» Problem requirements: Emit the line that holds "standing in the photo above." and all lines following it through the end of the data, verbatim, and nothing else.

» Dataset:
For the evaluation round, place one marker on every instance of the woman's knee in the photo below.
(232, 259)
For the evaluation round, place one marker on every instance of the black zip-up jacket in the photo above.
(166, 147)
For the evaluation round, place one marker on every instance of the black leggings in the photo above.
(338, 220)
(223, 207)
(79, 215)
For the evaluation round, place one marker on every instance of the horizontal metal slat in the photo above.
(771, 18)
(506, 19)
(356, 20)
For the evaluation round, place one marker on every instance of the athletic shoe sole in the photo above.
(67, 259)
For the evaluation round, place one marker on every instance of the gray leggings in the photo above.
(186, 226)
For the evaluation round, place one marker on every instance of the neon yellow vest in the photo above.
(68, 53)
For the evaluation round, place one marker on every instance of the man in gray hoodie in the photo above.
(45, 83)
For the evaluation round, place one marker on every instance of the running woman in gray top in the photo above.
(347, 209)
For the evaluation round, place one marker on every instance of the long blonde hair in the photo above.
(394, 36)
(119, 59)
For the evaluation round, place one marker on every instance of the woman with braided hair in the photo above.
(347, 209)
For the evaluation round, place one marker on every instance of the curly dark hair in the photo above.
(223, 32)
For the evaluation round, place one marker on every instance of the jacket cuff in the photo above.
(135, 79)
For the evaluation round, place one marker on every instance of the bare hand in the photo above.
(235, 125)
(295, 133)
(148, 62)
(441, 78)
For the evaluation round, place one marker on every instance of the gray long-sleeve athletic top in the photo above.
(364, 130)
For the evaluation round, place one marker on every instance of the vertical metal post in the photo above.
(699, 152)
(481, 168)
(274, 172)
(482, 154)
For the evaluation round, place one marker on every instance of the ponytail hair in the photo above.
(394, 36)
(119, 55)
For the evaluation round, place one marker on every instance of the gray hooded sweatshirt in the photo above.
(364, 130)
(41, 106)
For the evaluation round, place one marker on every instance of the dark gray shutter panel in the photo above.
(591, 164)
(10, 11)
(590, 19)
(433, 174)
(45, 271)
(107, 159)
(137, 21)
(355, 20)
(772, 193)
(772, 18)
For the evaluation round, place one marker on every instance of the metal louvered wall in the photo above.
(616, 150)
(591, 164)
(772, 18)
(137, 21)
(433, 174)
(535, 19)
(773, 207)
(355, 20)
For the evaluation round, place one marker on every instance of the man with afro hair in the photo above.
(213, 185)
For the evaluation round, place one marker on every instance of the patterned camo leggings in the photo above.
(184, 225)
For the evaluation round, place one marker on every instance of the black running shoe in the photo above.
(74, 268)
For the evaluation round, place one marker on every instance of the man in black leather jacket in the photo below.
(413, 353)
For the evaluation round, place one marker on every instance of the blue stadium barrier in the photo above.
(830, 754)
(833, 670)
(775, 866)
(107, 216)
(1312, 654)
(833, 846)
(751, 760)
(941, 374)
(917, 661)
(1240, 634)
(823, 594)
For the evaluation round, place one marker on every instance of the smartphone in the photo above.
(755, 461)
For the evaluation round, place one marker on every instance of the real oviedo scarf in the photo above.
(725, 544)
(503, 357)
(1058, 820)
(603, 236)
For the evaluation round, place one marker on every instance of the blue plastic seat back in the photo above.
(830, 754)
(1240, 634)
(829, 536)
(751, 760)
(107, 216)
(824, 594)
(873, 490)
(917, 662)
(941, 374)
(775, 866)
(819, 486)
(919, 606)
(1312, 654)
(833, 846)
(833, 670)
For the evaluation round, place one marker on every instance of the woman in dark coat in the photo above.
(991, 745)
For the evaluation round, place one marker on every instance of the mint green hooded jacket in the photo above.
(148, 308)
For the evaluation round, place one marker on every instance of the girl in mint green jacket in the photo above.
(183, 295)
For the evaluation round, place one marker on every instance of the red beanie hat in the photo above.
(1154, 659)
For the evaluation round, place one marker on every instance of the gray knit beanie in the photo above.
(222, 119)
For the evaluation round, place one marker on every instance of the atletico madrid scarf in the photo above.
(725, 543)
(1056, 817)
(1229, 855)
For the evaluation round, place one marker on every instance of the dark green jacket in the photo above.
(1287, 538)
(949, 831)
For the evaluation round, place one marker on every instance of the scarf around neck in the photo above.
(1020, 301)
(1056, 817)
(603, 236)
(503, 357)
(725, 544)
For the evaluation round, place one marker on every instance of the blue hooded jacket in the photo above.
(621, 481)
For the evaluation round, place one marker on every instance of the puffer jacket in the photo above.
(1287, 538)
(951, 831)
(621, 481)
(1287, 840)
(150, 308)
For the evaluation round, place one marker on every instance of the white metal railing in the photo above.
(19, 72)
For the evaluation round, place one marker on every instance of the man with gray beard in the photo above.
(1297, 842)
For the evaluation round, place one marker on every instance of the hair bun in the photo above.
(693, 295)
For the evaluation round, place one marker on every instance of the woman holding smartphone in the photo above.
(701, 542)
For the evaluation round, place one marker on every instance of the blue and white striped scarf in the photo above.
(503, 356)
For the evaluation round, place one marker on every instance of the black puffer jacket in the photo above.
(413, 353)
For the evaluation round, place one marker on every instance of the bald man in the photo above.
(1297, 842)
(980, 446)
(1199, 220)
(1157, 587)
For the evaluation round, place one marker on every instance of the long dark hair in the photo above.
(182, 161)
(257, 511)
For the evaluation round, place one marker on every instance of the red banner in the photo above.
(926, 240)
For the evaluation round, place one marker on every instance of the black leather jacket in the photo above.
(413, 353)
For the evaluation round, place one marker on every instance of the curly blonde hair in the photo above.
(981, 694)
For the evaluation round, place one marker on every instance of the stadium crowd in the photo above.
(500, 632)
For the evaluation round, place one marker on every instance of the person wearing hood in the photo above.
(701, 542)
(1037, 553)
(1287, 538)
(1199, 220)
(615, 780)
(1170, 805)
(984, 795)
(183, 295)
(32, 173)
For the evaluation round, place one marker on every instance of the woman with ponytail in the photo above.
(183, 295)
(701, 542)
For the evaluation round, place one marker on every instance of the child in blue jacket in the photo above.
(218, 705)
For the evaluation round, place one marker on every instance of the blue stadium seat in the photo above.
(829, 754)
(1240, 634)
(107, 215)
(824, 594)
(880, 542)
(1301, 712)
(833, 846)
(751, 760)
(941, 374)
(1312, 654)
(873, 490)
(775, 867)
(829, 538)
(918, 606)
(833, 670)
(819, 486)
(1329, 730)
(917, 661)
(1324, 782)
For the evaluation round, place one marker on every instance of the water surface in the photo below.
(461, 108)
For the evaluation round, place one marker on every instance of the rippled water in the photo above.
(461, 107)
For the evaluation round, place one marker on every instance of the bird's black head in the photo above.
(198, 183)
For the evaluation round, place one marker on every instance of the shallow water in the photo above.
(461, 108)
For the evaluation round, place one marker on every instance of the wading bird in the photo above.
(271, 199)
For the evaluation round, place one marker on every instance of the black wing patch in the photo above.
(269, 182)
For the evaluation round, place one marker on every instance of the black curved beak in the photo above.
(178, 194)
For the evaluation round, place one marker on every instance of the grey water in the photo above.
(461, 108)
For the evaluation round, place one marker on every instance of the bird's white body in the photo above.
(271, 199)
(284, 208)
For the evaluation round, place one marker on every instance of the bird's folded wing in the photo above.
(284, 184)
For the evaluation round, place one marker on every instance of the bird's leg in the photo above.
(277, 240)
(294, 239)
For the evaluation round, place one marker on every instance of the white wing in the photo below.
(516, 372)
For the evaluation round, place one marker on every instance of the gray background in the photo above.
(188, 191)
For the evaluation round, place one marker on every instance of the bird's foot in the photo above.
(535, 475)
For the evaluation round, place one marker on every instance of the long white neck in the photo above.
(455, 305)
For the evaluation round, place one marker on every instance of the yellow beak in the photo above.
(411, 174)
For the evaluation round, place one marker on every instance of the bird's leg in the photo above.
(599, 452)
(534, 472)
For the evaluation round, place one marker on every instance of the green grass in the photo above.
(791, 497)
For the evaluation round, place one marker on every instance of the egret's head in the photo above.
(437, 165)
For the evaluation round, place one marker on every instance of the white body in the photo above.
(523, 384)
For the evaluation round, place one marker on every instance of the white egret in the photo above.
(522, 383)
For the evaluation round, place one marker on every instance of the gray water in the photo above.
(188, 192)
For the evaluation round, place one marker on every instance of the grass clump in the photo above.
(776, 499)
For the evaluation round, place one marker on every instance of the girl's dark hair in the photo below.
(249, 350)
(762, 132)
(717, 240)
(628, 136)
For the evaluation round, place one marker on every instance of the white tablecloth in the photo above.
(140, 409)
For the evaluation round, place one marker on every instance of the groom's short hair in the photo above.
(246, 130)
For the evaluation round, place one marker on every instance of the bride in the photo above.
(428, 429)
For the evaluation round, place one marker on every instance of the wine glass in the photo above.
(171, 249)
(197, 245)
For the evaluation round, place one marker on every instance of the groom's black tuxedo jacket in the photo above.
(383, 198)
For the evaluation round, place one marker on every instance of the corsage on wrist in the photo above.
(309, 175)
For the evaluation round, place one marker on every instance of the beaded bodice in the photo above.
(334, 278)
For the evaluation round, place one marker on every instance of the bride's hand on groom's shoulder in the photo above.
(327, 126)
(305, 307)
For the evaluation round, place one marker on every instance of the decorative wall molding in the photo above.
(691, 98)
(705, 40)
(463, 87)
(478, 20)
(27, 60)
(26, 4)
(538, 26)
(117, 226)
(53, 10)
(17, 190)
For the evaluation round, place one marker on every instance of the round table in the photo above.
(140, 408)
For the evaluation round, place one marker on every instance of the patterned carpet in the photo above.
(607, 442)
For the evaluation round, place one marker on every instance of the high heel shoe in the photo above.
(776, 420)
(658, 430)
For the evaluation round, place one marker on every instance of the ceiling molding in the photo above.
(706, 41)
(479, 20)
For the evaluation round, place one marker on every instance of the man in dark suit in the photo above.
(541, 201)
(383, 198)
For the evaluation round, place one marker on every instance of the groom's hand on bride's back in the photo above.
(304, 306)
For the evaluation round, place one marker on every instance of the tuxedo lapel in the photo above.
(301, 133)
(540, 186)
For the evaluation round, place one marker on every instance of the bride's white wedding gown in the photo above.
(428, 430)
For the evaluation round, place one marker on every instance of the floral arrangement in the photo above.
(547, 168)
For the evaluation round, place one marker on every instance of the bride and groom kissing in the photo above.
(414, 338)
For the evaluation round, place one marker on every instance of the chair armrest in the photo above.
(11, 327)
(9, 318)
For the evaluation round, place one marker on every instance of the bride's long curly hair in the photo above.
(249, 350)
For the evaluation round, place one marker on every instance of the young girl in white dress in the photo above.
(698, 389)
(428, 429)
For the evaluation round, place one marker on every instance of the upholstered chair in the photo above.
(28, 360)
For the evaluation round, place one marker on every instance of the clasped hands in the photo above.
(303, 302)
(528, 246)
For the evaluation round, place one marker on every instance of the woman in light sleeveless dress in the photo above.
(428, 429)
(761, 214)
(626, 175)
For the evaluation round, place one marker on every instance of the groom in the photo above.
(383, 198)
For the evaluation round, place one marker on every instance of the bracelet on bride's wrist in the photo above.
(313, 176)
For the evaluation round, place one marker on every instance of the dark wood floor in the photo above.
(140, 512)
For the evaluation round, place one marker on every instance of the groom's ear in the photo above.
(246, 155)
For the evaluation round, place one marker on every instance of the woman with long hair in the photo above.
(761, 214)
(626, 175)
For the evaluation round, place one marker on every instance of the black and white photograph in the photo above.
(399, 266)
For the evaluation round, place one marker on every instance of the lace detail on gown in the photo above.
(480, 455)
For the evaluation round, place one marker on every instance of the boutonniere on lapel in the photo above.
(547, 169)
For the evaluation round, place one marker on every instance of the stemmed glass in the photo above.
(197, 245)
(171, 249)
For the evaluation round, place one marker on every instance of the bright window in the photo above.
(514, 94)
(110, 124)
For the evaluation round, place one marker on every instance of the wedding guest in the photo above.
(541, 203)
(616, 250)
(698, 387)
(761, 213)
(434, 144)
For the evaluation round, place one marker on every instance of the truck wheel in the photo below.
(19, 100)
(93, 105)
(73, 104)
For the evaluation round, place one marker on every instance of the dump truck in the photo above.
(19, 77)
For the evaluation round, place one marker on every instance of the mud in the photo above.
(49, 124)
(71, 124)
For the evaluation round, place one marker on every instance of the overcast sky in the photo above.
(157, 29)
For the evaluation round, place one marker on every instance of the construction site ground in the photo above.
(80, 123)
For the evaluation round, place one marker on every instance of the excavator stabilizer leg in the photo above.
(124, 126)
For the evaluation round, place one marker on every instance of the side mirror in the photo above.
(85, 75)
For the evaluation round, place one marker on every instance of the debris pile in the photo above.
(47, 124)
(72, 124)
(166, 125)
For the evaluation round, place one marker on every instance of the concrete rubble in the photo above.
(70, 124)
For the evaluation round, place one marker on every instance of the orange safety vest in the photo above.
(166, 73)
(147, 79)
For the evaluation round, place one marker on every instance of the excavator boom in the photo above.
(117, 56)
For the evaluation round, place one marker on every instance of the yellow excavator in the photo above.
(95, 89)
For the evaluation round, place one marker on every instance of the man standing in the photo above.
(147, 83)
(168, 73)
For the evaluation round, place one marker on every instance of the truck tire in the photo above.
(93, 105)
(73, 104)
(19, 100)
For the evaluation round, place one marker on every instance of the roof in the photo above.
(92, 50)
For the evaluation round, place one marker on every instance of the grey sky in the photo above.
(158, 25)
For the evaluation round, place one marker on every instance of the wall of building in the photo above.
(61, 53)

» Answer to the problem:
For the evaluation round, place one marker on every instance of the man standing in the photo above.
(147, 83)
(168, 73)
For the evaluation round, place one marker on every instance of the truck tire in the photo above.
(93, 105)
(73, 104)
(19, 100)
For the evaluation round, place one marker on every instance of the roof in the photo above.
(92, 50)
For the evaluation round, place one marker on every instance of the grey sky in the photo above.
(158, 25)
For the evaluation round, place one marker on every instance of the wall of building in the photo above.
(61, 53)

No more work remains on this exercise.